== Work order ==
The exact lines of the listing, from its first through the line that contains "Screenshot QA — question: where is the green", are to make up the answer, and pictures are to be left out.

== Information ==

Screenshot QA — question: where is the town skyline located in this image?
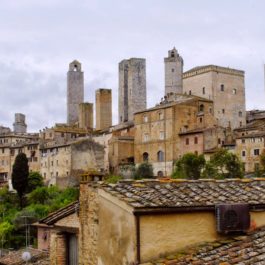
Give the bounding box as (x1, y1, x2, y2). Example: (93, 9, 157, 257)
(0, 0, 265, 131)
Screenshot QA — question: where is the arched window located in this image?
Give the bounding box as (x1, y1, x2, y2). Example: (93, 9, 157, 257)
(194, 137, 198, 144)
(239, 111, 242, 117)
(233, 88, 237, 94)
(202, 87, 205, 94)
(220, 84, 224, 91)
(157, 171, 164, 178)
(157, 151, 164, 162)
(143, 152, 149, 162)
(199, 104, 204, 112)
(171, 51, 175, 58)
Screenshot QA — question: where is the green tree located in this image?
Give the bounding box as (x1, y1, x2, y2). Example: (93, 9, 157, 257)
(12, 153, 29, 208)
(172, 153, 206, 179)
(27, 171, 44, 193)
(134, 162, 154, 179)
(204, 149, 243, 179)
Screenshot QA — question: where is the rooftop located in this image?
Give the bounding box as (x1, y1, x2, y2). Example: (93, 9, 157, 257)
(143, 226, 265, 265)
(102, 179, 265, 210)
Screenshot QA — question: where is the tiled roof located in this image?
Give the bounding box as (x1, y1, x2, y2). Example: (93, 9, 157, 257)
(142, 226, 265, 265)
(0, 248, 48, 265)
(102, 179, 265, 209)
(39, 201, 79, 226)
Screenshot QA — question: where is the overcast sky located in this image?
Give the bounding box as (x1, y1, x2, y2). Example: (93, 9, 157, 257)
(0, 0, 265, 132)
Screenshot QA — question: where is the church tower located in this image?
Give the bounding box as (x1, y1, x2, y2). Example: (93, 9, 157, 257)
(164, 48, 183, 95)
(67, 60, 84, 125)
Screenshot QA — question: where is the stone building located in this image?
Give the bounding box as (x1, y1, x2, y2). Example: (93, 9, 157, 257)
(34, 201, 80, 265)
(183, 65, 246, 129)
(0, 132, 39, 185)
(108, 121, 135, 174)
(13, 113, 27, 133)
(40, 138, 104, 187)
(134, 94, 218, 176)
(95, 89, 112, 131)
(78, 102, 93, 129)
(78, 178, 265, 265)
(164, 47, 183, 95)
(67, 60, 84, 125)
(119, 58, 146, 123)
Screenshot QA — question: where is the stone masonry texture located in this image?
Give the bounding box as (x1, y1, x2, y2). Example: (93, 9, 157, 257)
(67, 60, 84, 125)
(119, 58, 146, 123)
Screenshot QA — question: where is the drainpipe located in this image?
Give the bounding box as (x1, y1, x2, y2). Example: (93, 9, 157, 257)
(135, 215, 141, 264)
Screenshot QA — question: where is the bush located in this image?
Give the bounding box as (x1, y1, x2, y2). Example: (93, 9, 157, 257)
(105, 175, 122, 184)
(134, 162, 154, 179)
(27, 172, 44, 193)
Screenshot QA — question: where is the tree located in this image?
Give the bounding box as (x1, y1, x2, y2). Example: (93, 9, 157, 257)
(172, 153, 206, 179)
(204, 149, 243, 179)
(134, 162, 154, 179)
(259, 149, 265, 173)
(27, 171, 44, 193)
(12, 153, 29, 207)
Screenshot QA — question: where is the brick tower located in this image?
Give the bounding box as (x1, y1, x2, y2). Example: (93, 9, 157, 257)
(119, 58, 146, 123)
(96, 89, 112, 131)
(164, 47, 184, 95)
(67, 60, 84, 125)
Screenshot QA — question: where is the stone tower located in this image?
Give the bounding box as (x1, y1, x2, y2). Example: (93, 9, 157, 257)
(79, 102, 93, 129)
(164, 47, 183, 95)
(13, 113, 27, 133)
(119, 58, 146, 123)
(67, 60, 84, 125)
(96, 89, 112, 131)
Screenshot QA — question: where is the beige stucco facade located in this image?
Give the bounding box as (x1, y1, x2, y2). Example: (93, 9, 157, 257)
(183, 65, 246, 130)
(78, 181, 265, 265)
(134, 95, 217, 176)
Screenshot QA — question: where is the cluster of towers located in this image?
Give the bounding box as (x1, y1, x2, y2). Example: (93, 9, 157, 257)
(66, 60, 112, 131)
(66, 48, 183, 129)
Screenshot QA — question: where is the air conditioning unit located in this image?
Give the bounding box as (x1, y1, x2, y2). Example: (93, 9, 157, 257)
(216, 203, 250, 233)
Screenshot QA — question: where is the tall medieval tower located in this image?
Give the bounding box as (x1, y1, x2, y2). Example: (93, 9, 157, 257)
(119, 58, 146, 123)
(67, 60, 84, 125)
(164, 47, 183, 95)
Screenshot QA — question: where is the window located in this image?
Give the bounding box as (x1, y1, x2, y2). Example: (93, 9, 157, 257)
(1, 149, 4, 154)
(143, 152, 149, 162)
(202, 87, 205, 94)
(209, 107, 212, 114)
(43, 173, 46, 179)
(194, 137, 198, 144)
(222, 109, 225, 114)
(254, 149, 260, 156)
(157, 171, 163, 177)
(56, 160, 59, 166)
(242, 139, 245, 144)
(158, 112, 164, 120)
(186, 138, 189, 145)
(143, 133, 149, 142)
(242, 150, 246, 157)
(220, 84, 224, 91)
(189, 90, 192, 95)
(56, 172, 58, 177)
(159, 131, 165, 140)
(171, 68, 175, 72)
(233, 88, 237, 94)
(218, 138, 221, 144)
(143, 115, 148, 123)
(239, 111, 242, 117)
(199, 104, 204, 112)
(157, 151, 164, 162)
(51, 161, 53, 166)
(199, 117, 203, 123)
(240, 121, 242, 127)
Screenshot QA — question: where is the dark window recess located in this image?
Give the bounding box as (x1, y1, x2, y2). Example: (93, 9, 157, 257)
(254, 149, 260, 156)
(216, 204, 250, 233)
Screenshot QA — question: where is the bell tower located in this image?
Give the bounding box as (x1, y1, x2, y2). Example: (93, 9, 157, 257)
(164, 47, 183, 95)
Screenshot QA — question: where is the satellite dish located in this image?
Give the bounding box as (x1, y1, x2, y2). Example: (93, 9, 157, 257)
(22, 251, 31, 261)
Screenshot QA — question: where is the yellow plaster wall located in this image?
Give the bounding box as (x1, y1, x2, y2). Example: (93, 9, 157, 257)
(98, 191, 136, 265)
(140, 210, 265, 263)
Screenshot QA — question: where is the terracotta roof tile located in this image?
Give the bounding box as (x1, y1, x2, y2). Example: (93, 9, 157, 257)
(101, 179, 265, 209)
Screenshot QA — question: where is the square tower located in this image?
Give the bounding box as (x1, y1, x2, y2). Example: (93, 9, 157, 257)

== Completed exercise ==
Screenshot QA — question: where is the town skyline located in this image?
Give the bounding box as (x1, y1, x2, y2). Example: (93, 9, 157, 257)
(0, 0, 265, 131)
Screenshot QA — question: where is the arched window located in this image?
Give the bounding box as (x1, y1, x2, y2). Example: (93, 9, 157, 257)
(194, 137, 198, 144)
(239, 111, 242, 117)
(233, 88, 237, 94)
(202, 87, 205, 94)
(220, 84, 224, 91)
(157, 171, 164, 178)
(157, 151, 164, 162)
(143, 152, 149, 162)
(199, 104, 204, 112)
(171, 51, 175, 58)
Screenshot QA — question: where is the green tree located in this image?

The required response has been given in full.